_The task_: In the entries that follow, find each line with the word "window" and copy it.

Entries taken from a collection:
━━━
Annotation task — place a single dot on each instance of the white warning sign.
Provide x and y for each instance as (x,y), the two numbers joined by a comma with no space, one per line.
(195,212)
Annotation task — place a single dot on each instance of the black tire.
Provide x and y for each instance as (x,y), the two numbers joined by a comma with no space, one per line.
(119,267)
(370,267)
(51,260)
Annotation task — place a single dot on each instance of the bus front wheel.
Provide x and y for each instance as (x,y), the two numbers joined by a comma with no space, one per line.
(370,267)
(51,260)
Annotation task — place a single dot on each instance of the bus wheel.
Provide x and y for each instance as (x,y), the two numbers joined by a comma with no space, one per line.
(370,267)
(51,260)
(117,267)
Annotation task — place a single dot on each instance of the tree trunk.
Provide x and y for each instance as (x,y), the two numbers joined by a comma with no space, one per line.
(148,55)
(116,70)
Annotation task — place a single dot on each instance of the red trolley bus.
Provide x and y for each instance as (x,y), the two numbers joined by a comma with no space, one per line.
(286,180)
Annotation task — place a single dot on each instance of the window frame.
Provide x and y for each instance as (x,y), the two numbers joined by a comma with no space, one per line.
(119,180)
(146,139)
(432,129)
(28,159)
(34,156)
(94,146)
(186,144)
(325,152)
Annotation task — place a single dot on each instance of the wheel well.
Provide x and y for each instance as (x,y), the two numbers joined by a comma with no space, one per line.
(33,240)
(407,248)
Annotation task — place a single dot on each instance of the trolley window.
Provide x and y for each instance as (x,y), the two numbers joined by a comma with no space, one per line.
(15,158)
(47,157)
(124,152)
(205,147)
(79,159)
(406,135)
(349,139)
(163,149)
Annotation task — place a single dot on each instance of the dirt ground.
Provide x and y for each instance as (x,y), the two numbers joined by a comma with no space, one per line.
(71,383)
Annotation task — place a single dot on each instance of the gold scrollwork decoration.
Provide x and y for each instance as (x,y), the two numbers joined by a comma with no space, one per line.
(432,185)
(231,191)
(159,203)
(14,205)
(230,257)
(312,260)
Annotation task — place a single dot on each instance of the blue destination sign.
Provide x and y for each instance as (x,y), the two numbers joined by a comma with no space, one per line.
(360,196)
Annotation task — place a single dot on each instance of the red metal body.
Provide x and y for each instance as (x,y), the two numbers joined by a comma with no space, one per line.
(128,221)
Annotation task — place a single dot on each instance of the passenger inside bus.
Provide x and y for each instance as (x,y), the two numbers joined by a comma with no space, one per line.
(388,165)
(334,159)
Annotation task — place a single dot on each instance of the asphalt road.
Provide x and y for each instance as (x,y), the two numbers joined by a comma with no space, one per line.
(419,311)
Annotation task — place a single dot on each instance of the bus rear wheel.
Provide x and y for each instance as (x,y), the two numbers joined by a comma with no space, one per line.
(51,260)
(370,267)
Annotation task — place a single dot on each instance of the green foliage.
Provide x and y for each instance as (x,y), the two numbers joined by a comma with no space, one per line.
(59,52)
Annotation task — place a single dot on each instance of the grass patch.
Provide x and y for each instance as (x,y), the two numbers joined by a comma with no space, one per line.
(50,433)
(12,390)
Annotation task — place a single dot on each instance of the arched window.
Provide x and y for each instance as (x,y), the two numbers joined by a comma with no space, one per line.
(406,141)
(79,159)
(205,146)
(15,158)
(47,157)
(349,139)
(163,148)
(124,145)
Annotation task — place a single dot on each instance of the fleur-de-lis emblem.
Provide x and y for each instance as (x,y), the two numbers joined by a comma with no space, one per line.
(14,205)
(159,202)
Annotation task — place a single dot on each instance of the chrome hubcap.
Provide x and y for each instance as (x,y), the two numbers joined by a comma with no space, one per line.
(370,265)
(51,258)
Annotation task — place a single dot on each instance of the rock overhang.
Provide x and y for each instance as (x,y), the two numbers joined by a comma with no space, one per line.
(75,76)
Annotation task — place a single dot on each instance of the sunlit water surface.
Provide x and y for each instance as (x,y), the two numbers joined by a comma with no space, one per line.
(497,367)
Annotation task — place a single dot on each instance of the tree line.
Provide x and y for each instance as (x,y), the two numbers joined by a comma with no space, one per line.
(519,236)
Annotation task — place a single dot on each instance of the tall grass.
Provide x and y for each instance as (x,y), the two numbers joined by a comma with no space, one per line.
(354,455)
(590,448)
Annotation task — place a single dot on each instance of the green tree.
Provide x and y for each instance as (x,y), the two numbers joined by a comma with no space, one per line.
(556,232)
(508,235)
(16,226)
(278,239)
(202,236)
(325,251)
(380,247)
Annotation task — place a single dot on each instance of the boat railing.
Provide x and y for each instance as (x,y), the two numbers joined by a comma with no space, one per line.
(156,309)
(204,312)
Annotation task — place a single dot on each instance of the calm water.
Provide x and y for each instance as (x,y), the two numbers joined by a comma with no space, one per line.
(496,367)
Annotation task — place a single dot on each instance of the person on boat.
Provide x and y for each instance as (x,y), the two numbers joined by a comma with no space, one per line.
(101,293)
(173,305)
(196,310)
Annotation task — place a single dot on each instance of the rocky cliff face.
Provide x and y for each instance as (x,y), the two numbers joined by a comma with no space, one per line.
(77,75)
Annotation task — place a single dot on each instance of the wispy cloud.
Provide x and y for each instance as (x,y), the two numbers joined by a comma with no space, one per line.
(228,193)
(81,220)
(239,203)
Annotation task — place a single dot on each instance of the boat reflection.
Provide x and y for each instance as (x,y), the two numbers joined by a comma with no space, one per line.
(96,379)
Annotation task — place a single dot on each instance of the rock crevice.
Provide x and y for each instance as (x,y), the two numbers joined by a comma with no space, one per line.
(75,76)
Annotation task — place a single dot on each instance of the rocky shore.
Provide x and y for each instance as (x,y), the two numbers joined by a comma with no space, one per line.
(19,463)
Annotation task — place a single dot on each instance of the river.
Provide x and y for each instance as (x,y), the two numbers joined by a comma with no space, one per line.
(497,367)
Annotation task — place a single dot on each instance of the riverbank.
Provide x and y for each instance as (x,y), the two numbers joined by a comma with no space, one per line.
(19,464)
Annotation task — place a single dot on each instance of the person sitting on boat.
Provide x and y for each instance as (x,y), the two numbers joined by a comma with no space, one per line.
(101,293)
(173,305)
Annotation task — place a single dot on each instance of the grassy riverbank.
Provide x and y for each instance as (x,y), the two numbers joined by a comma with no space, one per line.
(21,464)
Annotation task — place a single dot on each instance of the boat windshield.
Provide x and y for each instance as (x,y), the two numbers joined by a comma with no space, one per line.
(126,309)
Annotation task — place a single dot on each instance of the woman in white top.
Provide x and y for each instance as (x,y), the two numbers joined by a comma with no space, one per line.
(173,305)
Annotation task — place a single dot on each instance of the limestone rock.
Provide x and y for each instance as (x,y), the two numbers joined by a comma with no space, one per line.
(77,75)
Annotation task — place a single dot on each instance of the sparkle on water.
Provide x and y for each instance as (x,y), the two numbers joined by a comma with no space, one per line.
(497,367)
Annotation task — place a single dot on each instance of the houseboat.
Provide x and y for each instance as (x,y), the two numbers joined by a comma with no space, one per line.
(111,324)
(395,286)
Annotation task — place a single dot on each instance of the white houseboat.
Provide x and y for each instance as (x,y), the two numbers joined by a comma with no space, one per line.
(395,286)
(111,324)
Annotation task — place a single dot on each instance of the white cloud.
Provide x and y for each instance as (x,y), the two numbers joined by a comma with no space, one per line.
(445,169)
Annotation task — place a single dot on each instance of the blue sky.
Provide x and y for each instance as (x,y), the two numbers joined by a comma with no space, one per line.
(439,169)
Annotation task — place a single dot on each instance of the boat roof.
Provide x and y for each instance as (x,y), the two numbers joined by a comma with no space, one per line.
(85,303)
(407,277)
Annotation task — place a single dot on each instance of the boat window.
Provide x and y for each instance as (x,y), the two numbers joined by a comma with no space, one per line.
━━━
_Finished task_:
Annotation task — place a single dot on each instance of the window frame.
Annotation task — place a single dot on each instance of the trolley window.
Annotation task — place a single dot on each instance of the arched window.
Annotation task — place a single dot on each instance of the boat window.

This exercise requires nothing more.